**Records**
* start *
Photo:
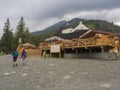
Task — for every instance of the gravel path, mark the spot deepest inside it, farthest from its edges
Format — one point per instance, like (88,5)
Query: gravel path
(59,74)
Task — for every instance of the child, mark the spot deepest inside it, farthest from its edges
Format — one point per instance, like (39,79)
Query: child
(23,56)
(15,56)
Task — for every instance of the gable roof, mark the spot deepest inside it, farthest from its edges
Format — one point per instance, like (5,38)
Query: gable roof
(81,26)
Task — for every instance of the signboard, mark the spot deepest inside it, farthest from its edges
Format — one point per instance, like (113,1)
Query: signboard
(55,49)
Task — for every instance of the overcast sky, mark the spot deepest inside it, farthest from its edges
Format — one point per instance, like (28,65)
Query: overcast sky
(39,14)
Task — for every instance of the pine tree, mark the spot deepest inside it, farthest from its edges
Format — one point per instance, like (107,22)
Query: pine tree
(22,31)
(6,42)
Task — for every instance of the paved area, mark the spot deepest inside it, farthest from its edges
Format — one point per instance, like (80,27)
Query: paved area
(59,74)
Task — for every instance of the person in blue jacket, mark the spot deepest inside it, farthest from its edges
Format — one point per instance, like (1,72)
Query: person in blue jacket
(15,56)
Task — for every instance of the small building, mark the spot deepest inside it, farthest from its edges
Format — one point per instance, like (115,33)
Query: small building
(82,42)
(32,50)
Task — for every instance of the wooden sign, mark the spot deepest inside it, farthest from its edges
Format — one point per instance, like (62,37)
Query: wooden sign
(55,49)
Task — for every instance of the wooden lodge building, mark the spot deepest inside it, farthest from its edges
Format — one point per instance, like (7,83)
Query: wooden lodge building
(82,42)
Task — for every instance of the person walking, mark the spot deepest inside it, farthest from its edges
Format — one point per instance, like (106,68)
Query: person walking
(23,56)
(15,56)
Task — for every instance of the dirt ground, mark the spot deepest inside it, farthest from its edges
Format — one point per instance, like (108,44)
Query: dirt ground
(59,74)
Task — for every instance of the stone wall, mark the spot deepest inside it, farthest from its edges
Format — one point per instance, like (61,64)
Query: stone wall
(102,56)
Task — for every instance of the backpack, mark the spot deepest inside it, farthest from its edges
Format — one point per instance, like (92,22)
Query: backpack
(16,54)
(25,54)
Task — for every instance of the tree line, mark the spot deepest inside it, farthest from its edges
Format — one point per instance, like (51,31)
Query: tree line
(10,40)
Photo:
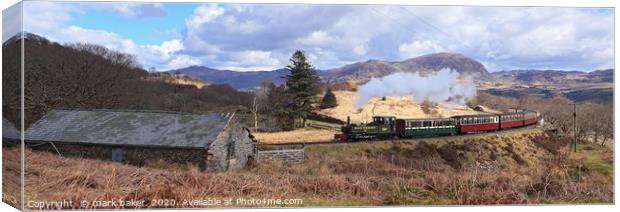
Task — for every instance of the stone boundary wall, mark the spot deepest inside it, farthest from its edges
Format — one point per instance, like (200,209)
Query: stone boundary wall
(287,155)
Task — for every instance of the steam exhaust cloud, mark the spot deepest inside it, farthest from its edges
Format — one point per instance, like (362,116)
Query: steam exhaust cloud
(443,86)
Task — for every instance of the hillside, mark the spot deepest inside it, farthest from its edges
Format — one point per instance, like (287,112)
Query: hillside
(362,72)
(595,86)
(239,80)
(519,167)
(178,79)
(399,106)
(91,76)
(534,77)
(359,72)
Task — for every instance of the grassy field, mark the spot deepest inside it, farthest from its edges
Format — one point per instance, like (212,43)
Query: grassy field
(518,168)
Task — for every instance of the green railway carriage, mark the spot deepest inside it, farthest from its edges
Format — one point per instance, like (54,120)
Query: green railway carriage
(381,126)
(425,127)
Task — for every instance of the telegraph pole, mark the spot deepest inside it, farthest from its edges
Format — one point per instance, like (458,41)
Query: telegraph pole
(575,126)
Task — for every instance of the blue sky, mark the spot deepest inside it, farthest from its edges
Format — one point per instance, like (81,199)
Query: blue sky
(252,37)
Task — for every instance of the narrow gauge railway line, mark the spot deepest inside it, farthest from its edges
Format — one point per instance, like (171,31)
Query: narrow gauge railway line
(459,136)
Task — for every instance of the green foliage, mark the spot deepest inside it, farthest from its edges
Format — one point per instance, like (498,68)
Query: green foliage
(303,84)
(279,101)
(329,100)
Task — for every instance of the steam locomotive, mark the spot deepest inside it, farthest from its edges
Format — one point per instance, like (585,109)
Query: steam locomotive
(386,127)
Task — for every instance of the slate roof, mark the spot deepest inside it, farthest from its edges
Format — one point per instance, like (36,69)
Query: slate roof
(134,128)
(9,131)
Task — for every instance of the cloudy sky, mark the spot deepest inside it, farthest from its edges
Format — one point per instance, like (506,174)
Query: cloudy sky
(249,37)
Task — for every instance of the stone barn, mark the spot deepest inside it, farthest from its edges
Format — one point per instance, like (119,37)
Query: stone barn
(10,134)
(212,141)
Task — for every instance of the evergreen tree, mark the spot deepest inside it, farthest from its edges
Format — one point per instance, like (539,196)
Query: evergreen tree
(329,100)
(302,87)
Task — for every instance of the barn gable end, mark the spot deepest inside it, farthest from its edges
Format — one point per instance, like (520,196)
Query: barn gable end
(134,137)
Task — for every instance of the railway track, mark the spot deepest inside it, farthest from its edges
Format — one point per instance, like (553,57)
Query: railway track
(463,136)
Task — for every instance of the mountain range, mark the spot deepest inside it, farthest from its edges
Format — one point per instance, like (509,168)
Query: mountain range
(359,72)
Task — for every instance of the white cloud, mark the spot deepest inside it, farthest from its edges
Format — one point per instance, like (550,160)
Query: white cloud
(11,25)
(418,48)
(317,38)
(263,36)
(251,61)
(139,10)
(203,14)
(181,61)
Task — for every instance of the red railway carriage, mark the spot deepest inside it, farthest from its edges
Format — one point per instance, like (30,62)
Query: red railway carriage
(477,123)
(510,120)
(530,117)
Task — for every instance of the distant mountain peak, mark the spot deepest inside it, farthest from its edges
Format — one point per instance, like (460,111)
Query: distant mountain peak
(364,71)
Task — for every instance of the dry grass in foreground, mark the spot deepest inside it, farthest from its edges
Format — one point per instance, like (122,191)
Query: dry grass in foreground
(524,169)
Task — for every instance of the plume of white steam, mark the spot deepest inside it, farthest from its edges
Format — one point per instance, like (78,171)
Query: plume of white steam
(445,85)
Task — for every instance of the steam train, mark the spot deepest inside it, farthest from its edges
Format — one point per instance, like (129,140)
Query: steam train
(386,127)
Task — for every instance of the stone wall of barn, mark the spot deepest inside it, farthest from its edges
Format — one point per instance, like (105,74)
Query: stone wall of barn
(138,156)
(232,149)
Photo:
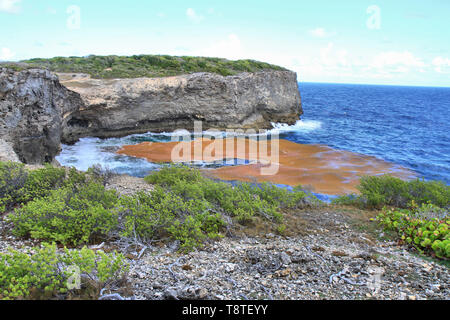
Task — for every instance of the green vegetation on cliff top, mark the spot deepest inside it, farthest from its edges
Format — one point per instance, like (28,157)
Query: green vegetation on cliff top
(109,67)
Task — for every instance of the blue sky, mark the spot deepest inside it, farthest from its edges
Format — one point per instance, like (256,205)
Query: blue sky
(401,42)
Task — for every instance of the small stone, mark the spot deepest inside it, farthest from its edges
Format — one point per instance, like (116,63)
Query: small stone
(285,259)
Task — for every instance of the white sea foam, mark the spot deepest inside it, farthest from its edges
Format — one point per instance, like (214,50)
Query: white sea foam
(299,126)
(91,151)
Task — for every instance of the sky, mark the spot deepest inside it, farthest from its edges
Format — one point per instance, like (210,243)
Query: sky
(394,42)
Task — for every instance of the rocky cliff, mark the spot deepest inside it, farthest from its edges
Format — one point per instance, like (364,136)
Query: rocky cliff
(126,106)
(34,109)
(37,111)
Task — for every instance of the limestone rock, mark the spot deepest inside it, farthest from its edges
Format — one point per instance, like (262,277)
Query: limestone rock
(33,109)
(121,107)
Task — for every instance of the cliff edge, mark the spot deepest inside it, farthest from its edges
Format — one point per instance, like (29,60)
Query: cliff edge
(39,110)
(119,107)
(34,109)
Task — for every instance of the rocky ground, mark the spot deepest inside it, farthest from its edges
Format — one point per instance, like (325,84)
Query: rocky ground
(329,258)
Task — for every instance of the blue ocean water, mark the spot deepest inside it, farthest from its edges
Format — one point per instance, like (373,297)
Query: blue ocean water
(409,126)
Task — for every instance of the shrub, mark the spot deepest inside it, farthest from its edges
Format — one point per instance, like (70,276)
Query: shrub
(380,191)
(160,214)
(70,215)
(13,177)
(242,201)
(47,273)
(426,228)
(40,182)
(147,65)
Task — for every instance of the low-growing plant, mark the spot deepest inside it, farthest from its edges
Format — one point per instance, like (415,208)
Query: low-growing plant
(40,182)
(420,229)
(70,215)
(162,214)
(243,200)
(45,273)
(13,177)
(379,191)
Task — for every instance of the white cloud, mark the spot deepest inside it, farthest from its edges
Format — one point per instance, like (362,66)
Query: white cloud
(193,16)
(229,48)
(6,54)
(395,59)
(441,65)
(321,33)
(10,6)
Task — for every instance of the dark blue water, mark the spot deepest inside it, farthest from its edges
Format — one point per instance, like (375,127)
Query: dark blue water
(409,126)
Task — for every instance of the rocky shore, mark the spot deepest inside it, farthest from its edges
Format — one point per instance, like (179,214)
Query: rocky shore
(330,257)
(38,112)
(120,107)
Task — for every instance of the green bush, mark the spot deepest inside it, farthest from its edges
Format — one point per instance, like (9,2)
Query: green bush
(46,273)
(147,65)
(161,214)
(40,182)
(13,177)
(380,191)
(70,215)
(426,228)
(242,201)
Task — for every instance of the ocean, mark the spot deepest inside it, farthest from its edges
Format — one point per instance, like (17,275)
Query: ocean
(408,126)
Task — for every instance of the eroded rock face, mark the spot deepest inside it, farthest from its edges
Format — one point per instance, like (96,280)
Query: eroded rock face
(34,107)
(37,111)
(126,106)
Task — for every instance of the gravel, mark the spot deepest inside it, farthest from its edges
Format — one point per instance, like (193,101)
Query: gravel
(331,260)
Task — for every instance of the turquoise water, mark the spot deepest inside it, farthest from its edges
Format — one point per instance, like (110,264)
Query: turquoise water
(408,126)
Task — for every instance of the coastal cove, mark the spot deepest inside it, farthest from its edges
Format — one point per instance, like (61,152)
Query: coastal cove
(364,122)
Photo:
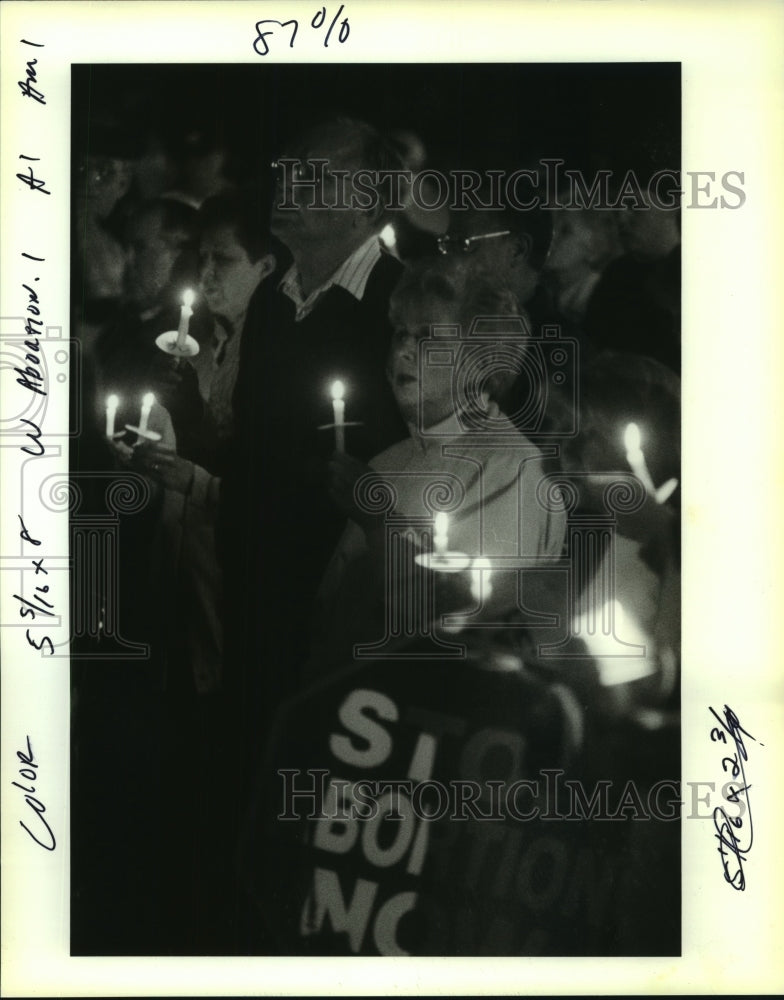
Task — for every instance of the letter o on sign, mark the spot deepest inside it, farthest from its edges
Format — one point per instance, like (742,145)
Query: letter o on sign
(385,857)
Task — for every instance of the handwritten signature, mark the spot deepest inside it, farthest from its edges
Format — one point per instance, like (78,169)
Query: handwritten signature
(734,845)
(29,772)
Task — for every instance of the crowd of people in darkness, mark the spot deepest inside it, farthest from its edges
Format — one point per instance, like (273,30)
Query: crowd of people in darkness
(501,367)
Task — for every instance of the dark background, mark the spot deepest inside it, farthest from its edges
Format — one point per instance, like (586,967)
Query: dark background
(617,116)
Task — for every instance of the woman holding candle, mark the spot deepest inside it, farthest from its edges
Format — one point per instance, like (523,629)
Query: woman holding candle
(630,427)
(234,257)
(457,436)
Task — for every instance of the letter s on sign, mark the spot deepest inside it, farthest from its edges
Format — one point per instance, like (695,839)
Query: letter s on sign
(353,714)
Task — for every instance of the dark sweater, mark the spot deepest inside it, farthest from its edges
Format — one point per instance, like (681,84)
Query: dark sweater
(278,526)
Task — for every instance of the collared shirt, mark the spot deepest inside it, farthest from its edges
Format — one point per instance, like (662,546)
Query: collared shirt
(352,275)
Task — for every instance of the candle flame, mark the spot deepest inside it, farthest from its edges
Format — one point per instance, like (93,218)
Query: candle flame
(631,438)
(388,237)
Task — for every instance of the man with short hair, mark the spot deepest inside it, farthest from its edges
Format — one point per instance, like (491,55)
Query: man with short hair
(325,319)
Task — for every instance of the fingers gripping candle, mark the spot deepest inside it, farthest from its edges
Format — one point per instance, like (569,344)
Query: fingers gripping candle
(636,458)
(147,403)
(185,314)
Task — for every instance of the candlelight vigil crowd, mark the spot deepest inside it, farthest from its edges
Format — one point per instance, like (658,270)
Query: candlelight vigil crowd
(371,492)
* end *
**Requirement**
Reproduce exactly the lines from the one with "Task — for every instance of the candle flame, mark" through the end of the entries above, both ends included.

**Exercise solution**
Task — for every instance of the candle flame, mark the spot deepest inside it, farthest from its edges
Format — one point per instance, like (93,218)
Query: candle flame
(631,438)
(388,237)
Task — for every instance of the man with short hair, mark the spot deepest inside it, farthest from its edges
Format — one point per instance, like (491,55)
Query: man with short hair
(325,319)
Task — for every instance of the fingers gripping candle, mark the spot deepest inside it, farthest from its edges
Format — one point per instance, like (569,344)
Query: fingers gripping candle
(636,458)
(147,403)
(185,314)
Task — for every instance of the candlelight vigil crowd, mark the spot deepest inside it, farthest from its edges
Format — one point per instance, like (658,270)
Query: candlelight vigil crowd
(371,492)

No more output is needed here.